**TASK INSTRUCTIONS**
Pick out each line of the records that contains the word "query" and copy those lines.

**DATA FOR PROCESSING**
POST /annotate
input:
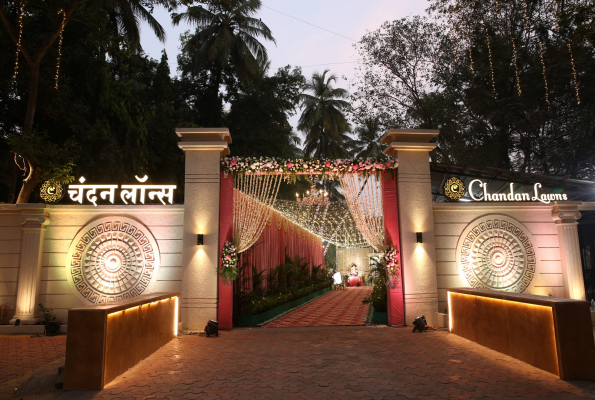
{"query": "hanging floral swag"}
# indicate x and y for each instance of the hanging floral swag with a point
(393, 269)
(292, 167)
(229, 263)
--
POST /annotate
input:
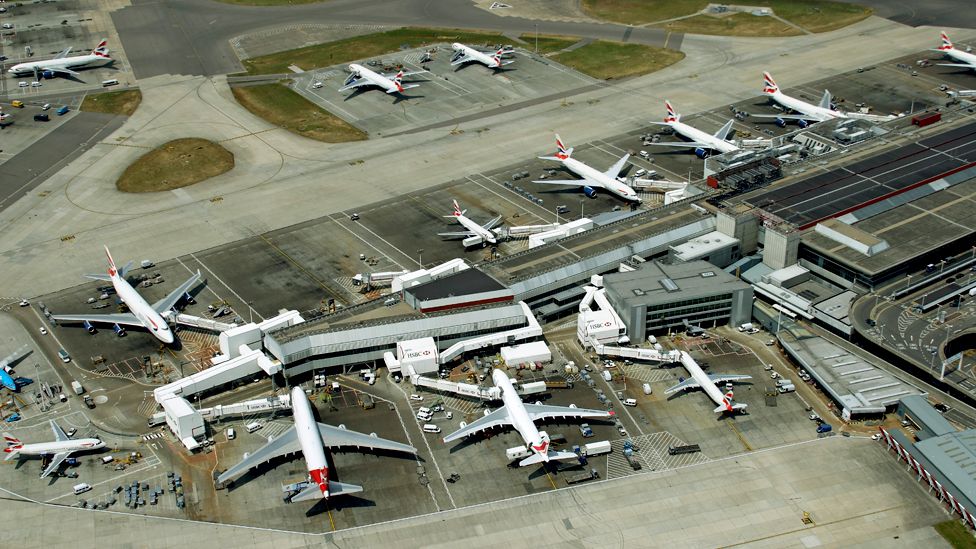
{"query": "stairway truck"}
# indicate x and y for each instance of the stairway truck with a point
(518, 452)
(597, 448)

**RIGHT ANSWER**
{"query": "hanging floral swag"}
{"query": "stairway truck"}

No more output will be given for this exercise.